--- Requirements ---
Count how many lines in the entries below contain the string "identify", matching case exactly, and give only that number.

[start]

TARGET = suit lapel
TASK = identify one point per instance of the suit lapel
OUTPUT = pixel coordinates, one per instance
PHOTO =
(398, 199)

[end]
[start]

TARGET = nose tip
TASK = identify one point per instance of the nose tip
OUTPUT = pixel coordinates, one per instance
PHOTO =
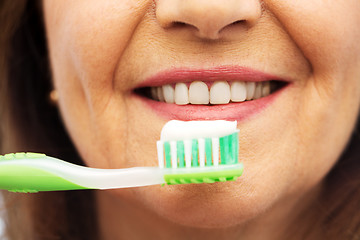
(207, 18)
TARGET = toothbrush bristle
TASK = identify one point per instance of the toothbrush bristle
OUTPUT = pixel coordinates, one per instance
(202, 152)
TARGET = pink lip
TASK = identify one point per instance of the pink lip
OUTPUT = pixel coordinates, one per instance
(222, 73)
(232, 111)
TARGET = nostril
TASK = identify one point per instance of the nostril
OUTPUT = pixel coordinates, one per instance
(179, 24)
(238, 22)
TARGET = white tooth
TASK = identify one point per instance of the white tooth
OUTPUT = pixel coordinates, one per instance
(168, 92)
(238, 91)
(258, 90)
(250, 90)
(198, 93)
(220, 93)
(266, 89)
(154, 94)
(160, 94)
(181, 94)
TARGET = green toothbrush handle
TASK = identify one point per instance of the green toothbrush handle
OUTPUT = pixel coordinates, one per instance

[end]

--- Exercise solution ---
7